* Task description: Transcribe all of the data exactly. Omit the pictures.

[Provided information start]

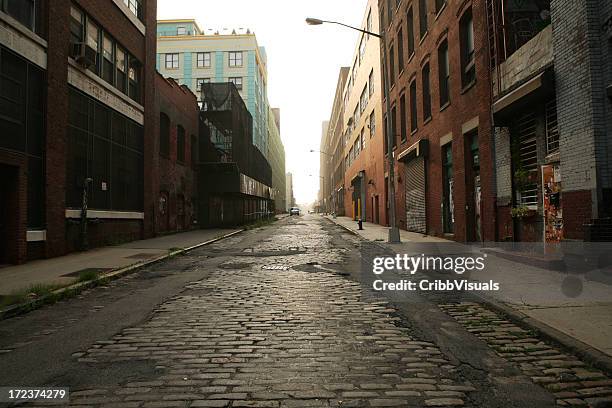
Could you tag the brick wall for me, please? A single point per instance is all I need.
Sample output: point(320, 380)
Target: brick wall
point(467, 105)
point(173, 179)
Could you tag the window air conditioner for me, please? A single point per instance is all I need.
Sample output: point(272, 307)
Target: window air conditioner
point(83, 54)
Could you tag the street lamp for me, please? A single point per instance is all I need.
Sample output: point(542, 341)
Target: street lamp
point(394, 236)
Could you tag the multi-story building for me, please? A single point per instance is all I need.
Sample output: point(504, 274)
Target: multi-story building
point(364, 176)
point(77, 99)
point(438, 70)
point(289, 191)
point(174, 166)
point(276, 158)
point(551, 65)
point(324, 196)
point(333, 149)
point(193, 57)
point(234, 177)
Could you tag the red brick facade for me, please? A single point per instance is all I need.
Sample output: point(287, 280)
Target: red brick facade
point(61, 233)
point(467, 112)
point(173, 179)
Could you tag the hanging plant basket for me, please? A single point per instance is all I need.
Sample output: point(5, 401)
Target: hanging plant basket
point(522, 212)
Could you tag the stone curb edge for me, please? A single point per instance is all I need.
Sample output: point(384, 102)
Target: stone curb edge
point(588, 353)
point(26, 307)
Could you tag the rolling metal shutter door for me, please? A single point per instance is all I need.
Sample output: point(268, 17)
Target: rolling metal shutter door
point(414, 177)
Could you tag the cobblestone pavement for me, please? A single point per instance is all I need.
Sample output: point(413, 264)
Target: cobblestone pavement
point(570, 380)
point(276, 317)
point(258, 333)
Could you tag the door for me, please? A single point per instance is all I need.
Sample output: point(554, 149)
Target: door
point(551, 192)
point(377, 210)
point(414, 180)
point(9, 209)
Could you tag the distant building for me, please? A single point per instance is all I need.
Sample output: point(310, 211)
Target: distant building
point(234, 178)
point(174, 166)
point(324, 196)
point(364, 178)
point(193, 57)
point(289, 191)
point(334, 147)
point(76, 104)
point(276, 158)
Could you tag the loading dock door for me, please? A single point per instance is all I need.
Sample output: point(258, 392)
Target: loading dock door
point(414, 180)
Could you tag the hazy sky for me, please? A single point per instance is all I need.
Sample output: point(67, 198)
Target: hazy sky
point(303, 64)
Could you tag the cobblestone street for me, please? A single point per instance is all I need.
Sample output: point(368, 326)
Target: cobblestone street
point(273, 317)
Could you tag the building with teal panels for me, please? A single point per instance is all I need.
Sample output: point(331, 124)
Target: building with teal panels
point(193, 56)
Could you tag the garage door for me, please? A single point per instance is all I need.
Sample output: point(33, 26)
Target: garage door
point(414, 177)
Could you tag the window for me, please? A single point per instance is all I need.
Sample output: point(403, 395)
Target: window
point(466, 32)
point(135, 7)
point(108, 148)
point(448, 208)
point(236, 81)
point(180, 144)
point(372, 123)
point(391, 66)
point(363, 100)
point(120, 63)
point(194, 151)
point(201, 81)
point(77, 25)
point(362, 138)
point(413, 107)
point(400, 50)
point(172, 61)
point(134, 79)
point(394, 126)
point(552, 129)
point(444, 73)
point(439, 5)
point(108, 59)
point(403, 114)
point(21, 10)
point(93, 34)
point(164, 135)
point(426, 92)
point(203, 59)
point(235, 58)
point(423, 18)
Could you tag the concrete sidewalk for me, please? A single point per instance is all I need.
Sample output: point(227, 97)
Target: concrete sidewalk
point(65, 270)
point(577, 305)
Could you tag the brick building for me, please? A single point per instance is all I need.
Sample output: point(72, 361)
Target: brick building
point(77, 100)
point(333, 149)
point(364, 179)
point(438, 65)
point(175, 165)
point(235, 179)
point(551, 65)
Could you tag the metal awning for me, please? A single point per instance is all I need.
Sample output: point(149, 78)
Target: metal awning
point(418, 149)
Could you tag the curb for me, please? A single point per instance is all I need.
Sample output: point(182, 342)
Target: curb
point(582, 350)
point(22, 308)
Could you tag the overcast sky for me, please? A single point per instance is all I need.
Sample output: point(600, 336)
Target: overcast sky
point(303, 64)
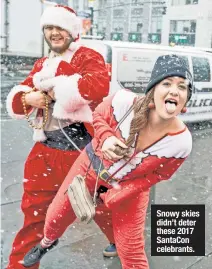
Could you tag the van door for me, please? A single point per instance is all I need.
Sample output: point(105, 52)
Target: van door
point(200, 105)
point(134, 67)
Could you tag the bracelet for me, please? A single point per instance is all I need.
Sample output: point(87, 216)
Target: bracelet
point(31, 124)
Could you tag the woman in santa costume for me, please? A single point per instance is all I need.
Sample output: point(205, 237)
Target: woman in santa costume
point(58, 96)
point(148, 146)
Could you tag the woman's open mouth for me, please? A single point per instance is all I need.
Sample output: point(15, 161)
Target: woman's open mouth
point(171, 105)
point(57, 40)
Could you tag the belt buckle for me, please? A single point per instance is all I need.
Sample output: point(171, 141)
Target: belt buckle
point(104, 175)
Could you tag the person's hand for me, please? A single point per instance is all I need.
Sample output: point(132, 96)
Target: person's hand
point(36, 99)
point(109, 147)
point(51, 94)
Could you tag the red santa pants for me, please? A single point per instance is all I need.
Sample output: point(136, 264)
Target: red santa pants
point(128, 219)
point(45, 170)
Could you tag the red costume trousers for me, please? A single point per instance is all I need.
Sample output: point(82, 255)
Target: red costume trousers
point(128, 218)
point(45, 170)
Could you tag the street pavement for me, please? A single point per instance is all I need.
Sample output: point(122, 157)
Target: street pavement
point(81, 246)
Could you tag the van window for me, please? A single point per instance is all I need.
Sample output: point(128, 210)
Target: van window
point(201, 69)
point(135, 67)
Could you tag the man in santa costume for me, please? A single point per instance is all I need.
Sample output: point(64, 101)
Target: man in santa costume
point(57, 98)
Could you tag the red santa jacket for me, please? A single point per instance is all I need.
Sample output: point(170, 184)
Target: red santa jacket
point(156, 163)
point(80, 81)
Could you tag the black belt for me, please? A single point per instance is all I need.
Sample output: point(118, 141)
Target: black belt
point(98, 166)
point(76, 131)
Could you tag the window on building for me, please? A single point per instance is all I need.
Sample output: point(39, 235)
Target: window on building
point(191, 2)
point(156, 24)
point(184, 2)
point(201, 69)
point(117, 13)
point(182, 27)
point(137, 12)
point(177, 2)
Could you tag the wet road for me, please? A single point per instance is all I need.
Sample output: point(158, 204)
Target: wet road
point(81, 246)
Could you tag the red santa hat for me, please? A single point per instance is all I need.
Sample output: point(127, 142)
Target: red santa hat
point(62, 16)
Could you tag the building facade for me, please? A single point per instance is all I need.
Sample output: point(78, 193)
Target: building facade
point(180, 22)
point(188, 23)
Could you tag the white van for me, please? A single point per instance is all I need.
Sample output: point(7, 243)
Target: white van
point(130, 66)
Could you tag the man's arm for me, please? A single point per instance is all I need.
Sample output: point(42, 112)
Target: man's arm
point(74, 91)
point(130, 188)
point(14, 98)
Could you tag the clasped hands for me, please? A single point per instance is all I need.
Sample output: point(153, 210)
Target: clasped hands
point(109, 148)
point(36, 98)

[Provided information end]

* Written solution:
Could you tag the brick wall for me, please? A single point per instance is all I need.
Sample output: point(320, 380)
Target: brick wall
point(467, 105)
point(173, 179)
Could you tag the window air conditioner for me, please? A single point per instance is all I need.
Sample output: point(272, 307)
Target: window air conditioner
point(83, 54)
Could you tag the street lamp for me, please? A single point per instance is all I need.
Sample output: point(542, 341)
Target: street lamp
point(394, 236)
Could you tag the multi-story building for me, please? A single point per instance is all I need.
Sample output: point(504, 274)
Target: multi-story building
point(364, 176)
point(77, 99)
point(438, 70)
point(289, 191)
point(174, 166)
point(276, 158)
point(551, 65)
point(324, 196)
point(333, 149)
point(193, 57)
point(234, 177)
Could you tag the red brick facade for me, please? A single point per instance is all I need.
Sample output: point(287, 280)
Target: red brick facade
point(61, 233)
point(467, 112)
point(173, 179)
Could you tag the hanging plant basket for me, please? A single point per instance is all I need.
Sample output: point(5, 401)
Target: hanging plant basket
point(522, 212)
Could you tag the stone curb edge for me, please? A single point per instance is all I need.
Sample output: point(384, 102)
Target: stone curb edge
point(588, 353)
point(26, 307)
Could you tag the rolling metal shutter door for me, please? A single point per instance is all I need.
Sample output: point(268, 17)
Target: rolling metal shutter door
point(414, 177)
Could you tag the cobblestone pavement for me, please? A single point per instance is all I need.
Sample output: point(413, 264)
Target: cobblestone pavement
point(570, 380)
point(276, 317)
point(258, 333)
Could you tag the door for me, please? A single point per instance is all I need.
Sample output: point(554, 149)
Target: door
point(551, 192)
point(377, 210)
point(414, 180)
point(9, 209)
Could you tag the distant building for me, please? A single point per instance is all I need.
Sample output: point(310, 211)
Target: distant building
point(234, 178)
point(174, 166)
point(324, 196)
point(364, 178)
point(193, 57)
point(289, 191)
point(334, 147)
point(76, 104)
point(276, 158)
Could you tag the loading dock door for me, please? A single point per instance is all I need.
Sample output: point(258, 392)
Target: loading dock door
point(414, 180)
Could you tag the hazy sky for me, please? A single point per instance is all I need.
Sample output: point(67, 198)
Target: hazy sky
point(303, 64)
Could you tag the cobblestone street for me, please? A single point per instance is all I need.
Sample output: point(368, 326)
Target: cobblestone street
point(273, 317)
Could you tag the building with teal panels for me, please? A single point per instance is all I need.
Sample output: point(331, 124)
Target: building with teal panels
point(193, 56)
Could you tag the garage door for me, please? A single point per instance is all I need.
Sample output: point(33, 26)
Target: garage door
point(414, 177)
Could you tag the window for me, please? A single point per instance is all I need.
Sample output: point(403, 395)
Target: window
point(466, 32)
point(135, 7)
point(108, 148)
point(448, 208)
point(236, 81)
point(180, 144)
point(372, 123)
point(391, 66)
point(363, 100)
point(120, 63)
point(194, 151)
point(201, 81)
point(77, 25)
point(362, 138)
point(413, 107)
point(400, 50)
point(172, 61)
point(134, 79)
point(394, 126)
point(552, 129)
point(444, 73)
point(439, 5)
point(108, 59)
point(403, 114)
point(21, 10)
point(93, 34)
point(164, 135)
point(426, 92)
point(203, 59)
point(235, 58)
point(423, 18)
Could you tag the concrete sidewalk for me, please? A single point per instance is all I need.
Sample output: point(227, 97)
Target: concrete sidewalk
point(65, 270)
point(577, 305)
Could you tag the brick building for me, please? A single point per instance is all I need.
Sample output: point(72, 361)
Target: brick building
point(77, 100)
point(333, 149)
point(364, 179)
point(438, 65)
point(175, 165)
point(235, 179)
point(551, 65)
Could you tag the metal awning for me, please? A single point per instance is all I need.
Sample output: point(149, 78)
Target: metal awning
point(418, 149)
Could you tag the curb for me, please? A single point per instance is all I need.
Sample output: point(182, 342)
Target: curb
point(582, 350)
point(22, 308)
Could you tag the overcast sky for me, please? A single point per instance is all I need.
Sample output: point(600, 336)
Target: overcast sky
point(303, 64)
Could you tag the van door for me, please? A single point per instance is all I need.
Sample output: point(105, 52)
Target: van door
point(200, 105)
point(134, 67)
Could you tag the bracelet for me, please? A single point per instance is all I need.
Sample output: point(87, 216)
Target: bracelet
point(31, 124)
Could you tag the woman in santa costume for me, please? A single point per instance is all I need.
Sample output: point(205, 237)
Target: woman in santa costume
point(58, 96)
point(148, 146)
Could you tag the woman's open mouth for me, please? A single point per instance is all I need.
Sample output: point(15, 161)
Target: woman's open mouth
point(171, 105)
point(57, 40)
Could you tag the belt buckle for me, please? A single point per instance is all I need.
Sample output: point(171, 141)
Target: belt buckle
point(104, 175)
Could you tag the person's hand for me, please? A single point per instance is all I need.
Sample output: point(132, 96)
Target: person's hand
point(36, 99)
point(109, 147)
point(51, 94)
Could you tag the red santa pants for me, please? A single point per instance is all I need.
Sample output: point(136, 264)
Target: red santa pants
point(128, 219)
point(45, 170)
Could you tag the red costume trousers for me, please? A single point per instance is all I need.
Sample output: point(82, 255)
Target: red costume trousers
point(128, 218)
point(45, 170)
Could you tag the street pavement for me, please? A single point per instance is all I need.
Sample output: point(122, 157)
Target: street pavement
point(81, 246)
Could you tag the van window for me, please? A single point per instance is all I need.
Sample output: point(128, 210)
Target: van window
point(201, 69)
point(135, 67)
Could you tag the man in santa costume for me, please? A single point per instance is all I need.
Sample output: point(64, 101)
Target: man in santa costume
point(57, 98)
Could you tag the red santa jacket for me, please? A single point per instance is all I need.
Sample output: point(170, 184)
Target: red santa jacket
point(156, 163)
point(80, 81)
Could you tag the black belt for me, please? A single point per instance is all I need.
Sample output: point(118, 141)
Target: black belt
point(98, 166)
point(76, 131)
Could you tag the window on building for me, please? A single point per instance is all I need.
Sample output: point(39, 235)
Target: window on building
point(191, 2)
point(156, 24)
point(184, 2)
point(201, 69)
point(117, 13)
point(182, 27)
point(137, 12)
point(177, 2)
Could you tag the wet road for me, please? A single point per instance is all I need.
Sample output: point(158, 204)
Target: wet road
point(81, 246)
Could you tag the red santa hat for me, please? A single point per instance is all I need.
Sample output: point(127, 142)
Target: red santa hat
point(62, 16)
Could you tag the building facade for me, please? A single point per instance is all I need.
Sample output: point(78, 193)
Target: building facade
point(180, 22)
point(188, 23)
Could you tag the white van for me, please? A single point per instance is all I need.
Sample output: point(7, 243)
Target: white van
point(130, 66)
Could you tag the man's arm for me, please? A single point per instance is all I need.
Sample output: point(42, 112)
Target: man's arm
point(74, 91)
point(130, 188)
point(14, 98)
Could you tag the clasped hands for me, please? A single point per instance is all I need.
Sample output: point(153, 210)
Target: clasped hands
point(109, 148)
point(36, 98)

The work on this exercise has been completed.